(Exercise objective):
Transcribe every line of the listing below without any deviation.

=== Begin Enclosure ===

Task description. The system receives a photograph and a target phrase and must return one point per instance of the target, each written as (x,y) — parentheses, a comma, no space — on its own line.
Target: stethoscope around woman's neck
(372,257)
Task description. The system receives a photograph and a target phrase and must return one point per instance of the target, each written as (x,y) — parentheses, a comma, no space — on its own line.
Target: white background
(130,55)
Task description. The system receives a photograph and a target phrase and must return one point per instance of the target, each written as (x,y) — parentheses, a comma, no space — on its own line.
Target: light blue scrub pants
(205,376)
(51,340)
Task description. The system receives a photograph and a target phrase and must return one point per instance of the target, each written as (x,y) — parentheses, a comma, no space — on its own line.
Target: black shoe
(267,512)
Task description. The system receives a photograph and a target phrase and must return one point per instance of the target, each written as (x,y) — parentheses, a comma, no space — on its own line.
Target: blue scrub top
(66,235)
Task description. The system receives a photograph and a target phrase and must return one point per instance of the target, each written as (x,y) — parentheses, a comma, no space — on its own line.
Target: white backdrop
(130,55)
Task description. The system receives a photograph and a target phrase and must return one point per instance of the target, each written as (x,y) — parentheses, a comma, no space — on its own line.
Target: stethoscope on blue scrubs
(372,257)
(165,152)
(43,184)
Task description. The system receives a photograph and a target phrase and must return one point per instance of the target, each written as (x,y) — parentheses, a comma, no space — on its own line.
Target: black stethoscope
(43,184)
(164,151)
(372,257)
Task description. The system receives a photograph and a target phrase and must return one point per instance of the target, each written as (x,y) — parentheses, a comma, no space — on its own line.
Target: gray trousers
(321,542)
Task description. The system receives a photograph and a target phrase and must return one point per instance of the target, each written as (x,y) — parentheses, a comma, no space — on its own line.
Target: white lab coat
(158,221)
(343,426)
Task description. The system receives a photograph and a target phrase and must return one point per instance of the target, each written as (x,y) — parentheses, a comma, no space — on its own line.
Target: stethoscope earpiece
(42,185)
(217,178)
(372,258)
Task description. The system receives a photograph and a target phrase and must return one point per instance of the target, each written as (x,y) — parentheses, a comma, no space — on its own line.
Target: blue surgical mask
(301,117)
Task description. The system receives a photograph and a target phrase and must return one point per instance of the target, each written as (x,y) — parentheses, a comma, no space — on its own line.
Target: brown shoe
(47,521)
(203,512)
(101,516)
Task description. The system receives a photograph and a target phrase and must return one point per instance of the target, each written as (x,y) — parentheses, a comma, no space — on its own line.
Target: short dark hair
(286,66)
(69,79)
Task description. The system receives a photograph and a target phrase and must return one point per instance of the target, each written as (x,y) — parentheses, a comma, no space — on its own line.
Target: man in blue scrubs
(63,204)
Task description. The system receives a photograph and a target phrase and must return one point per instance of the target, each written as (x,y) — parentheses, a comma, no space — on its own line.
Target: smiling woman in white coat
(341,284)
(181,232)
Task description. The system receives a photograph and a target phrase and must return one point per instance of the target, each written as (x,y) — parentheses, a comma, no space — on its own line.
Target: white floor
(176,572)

=== End Enclosure ===

(The completed task):
Task description. The system receives a photograph and a target phrase and must return one point per instance of the target, each written as (x,y) — parentheses, a comma, no space — on its own line.
Target: stethoscope around woman's neck
(372,257)
Task description. The system receives a photograph and a target phrase and must return one point per instance of the target, each written as (x,y) — parentheses, a comma, no space — on its own line.
Target: white background
(130,55)
Task description. The system receives a photograph and a target phrase and must return one point per instance of the target, each written as (x,y) — parentheses, a comma, no space — on its own line.
Target: light blue scrub pants
(205,376)
(51,340)
Task description. The system receives a photograph and a target phrase and must return one point per instance of the target, each written as (x,y) — parentheses, a comma, no space — on its own line.
Target: black shoe
(267,512)
Task description. The system receives a photograph and a target phrase and must return one point per instance of the target, each written as (x,y) — parentheses, a comma, no space — on its own line.
Target: blue scrub top
(66,235)
Task description. The system receives a photograph and a target phrase and must return one point per instance of the target, each written as (x,y) — parentheses, a comma, no space — on its own line.
Target: white backdrop
(130,55)
Task description. The system receives a photograph and a target phrase and must return one point per instance of the target, each written as (x,y) — parentheses, a comma, no space — on its own line.
Target: stethoscope on blue scrubs
(372,257)
(165,152)
(43,184)
Task description. The system receives a photograph and a target phrase and must return one point per instance of the target, each written as (x,y) — parentheses, a comma, no space — on its own line.
Target: black stethoscope
(43,184)
(164,151)
(372,257)
Task description. The system receives a photograph and a target phrase and must return one point per instance of the target, each written as (x,y) — parentheses, a comma, no space — on its own line.
Target: gray trousers
(321,542)
Task description. The system receives a photograph and a target phrase and must return one point per instance of the target, each written as (x,y) — parentheses, a comma, no space — on its own line.
Target: white lab coat
(158,221)
(343,426)
Task description. The system receives a photograph and a target phrase and must return one point per instance of the target, each written as (x,y) — parentheses, a comma, no space — on its own line.
Target: stethoscope earpiece
(42,185)
(217,178)
(372,258)
Task description. The system receives a photograph and a target phrase and must return one point per instance of the target, each written as (x,y) — parentheses, a comma, no space — on its own line.
Target: blue surgical mask
(301,117)
Task description. The system receives a photograph and a target phrase and must return one point per instance of the target, each written as (x,y) — parentheses, a comma, no space — on its own line.
Target: brown shoe
(47,521)
(203,512)
(101,516)
Task description. The system receives a photograph and a target phrase and must return one point per instance of the target, each written as (x,y) — parentheses, a comma, no space — on its own line.
Target: short dark hair
(286,66)
(69,79)
Task description. The system receives a photograph and a target phrase and must return one point per instance of the target, each written as (x,y) — parentheses, a comma, no space — on its own line.
Target: man in blue scrubs
(63,204)
Task description. The system receives a photograph and a target phrase and must return one point per instance of the target, each written as (x,y) — parentheses, a comma, no space — on its own line.
Target: smiling woman in white coat
(341,284)
(181,232)
Task description. The system receives a photograph and a target phrase and must return one point per instance of the target, each written as (x,y) — parentheses, a comma, no space — on its own line.
Target: white floor
(176,572)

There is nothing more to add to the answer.